▸ **Problem details**
Please identify each line in the data below that contains the string "marquee" and copy those lines in full.
□ □ □ □ □ □ □
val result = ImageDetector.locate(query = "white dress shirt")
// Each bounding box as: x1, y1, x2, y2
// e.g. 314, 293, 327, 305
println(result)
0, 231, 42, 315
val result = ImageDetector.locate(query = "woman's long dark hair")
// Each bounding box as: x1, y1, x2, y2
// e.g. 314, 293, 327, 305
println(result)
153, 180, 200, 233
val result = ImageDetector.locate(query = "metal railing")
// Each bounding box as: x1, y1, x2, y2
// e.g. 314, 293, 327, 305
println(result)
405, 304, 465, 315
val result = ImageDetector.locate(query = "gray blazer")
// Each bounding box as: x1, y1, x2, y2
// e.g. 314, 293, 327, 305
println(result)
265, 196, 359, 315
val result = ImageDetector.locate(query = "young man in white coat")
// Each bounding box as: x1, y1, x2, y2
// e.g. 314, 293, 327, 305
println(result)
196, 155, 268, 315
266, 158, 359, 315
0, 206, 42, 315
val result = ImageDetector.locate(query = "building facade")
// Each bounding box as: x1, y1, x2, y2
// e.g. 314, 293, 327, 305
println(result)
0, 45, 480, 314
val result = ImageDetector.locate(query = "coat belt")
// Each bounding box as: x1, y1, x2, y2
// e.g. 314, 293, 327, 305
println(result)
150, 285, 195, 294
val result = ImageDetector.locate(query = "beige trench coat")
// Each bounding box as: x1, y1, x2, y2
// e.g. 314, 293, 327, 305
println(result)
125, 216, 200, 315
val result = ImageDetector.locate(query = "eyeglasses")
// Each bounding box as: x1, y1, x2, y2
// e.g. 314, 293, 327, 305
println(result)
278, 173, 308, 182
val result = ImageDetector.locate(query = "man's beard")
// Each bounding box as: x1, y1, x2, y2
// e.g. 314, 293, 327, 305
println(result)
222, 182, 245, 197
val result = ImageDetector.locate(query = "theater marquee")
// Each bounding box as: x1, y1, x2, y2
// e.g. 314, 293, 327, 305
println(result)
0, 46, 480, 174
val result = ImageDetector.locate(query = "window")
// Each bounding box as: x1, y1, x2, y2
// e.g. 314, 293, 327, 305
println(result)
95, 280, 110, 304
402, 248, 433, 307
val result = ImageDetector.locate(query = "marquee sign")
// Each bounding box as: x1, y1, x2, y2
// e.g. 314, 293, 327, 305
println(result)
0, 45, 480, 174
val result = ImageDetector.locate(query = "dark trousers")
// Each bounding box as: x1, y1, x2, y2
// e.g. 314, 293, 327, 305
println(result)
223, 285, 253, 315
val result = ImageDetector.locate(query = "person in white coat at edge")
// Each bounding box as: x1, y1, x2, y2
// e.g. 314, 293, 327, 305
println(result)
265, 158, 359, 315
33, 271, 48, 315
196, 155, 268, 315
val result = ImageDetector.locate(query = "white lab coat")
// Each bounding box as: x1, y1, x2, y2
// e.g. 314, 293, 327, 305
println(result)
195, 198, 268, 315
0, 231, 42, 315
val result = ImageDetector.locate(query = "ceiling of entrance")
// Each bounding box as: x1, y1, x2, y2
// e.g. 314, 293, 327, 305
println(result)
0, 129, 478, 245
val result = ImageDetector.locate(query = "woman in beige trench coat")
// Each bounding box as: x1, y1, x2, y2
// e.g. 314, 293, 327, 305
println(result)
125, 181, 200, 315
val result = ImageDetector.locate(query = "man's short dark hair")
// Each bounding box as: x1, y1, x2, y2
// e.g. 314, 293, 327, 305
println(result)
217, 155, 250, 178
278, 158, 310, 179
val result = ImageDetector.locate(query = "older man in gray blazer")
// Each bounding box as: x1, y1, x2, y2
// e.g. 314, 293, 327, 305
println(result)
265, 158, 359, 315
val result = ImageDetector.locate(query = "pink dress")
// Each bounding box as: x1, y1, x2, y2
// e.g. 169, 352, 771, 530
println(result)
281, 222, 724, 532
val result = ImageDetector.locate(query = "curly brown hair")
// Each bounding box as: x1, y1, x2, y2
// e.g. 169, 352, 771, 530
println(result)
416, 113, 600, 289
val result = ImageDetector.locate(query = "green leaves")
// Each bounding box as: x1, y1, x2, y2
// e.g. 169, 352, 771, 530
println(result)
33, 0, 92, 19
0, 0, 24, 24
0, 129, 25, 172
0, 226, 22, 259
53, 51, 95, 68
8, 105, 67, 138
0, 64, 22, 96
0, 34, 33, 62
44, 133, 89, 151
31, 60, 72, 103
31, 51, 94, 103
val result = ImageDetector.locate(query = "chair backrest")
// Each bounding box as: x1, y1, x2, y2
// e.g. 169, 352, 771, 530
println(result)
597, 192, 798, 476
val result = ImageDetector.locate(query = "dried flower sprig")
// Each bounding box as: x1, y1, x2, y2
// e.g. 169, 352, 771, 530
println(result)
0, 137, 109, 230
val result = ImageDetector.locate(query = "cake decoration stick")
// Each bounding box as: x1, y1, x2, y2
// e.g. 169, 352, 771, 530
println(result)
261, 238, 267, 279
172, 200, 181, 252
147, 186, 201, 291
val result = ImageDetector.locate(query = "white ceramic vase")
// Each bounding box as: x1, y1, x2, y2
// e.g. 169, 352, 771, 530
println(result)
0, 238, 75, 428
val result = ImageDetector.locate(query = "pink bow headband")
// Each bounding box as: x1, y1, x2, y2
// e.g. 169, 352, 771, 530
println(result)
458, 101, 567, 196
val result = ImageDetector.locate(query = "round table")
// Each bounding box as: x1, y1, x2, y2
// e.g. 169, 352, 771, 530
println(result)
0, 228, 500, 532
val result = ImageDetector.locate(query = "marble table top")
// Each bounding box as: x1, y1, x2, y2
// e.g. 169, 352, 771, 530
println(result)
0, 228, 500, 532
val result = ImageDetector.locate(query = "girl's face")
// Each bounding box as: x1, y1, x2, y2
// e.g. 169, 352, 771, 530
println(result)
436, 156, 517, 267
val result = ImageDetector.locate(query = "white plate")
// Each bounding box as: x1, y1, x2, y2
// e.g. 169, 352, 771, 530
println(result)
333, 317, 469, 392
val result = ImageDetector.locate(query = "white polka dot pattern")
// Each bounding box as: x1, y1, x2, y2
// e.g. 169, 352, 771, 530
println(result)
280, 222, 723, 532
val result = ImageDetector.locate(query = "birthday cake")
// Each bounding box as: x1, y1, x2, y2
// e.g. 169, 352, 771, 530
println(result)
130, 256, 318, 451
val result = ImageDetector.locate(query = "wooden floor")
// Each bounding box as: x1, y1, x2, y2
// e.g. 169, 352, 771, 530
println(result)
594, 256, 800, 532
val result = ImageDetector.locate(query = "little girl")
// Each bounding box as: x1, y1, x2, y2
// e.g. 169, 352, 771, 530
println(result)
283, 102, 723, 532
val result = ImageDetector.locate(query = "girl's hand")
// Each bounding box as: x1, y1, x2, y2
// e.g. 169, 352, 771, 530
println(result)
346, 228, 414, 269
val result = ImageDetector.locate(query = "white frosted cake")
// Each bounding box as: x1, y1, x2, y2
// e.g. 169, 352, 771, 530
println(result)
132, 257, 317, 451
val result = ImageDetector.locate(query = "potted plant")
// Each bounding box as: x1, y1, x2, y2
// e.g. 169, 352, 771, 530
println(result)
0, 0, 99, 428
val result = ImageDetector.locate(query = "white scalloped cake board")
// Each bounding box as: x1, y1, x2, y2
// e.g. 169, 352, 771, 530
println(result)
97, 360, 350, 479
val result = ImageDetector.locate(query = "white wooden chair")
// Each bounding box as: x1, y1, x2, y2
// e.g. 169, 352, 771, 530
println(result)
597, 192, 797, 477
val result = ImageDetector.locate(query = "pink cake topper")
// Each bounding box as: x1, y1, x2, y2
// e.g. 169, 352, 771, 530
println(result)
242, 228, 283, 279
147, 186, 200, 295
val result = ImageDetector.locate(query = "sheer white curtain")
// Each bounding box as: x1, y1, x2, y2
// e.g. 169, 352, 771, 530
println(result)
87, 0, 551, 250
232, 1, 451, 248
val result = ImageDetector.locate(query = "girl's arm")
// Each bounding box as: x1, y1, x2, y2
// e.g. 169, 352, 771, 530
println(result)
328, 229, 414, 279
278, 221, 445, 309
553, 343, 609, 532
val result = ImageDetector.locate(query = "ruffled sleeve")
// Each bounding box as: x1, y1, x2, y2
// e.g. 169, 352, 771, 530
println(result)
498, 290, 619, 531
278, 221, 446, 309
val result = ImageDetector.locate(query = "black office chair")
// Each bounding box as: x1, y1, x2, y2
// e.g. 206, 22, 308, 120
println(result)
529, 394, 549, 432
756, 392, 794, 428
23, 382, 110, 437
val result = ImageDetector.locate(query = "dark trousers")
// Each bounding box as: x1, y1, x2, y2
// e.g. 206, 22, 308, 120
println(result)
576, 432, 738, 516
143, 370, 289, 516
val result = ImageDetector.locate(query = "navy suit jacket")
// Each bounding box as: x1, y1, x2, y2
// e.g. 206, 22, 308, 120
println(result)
□ □ □ □ □ □ □
▸ **Exercise result**
val result = ImageDetector.locate(query = "theater marquee")
val result = ImageDetector.locate(query = "marquee sign")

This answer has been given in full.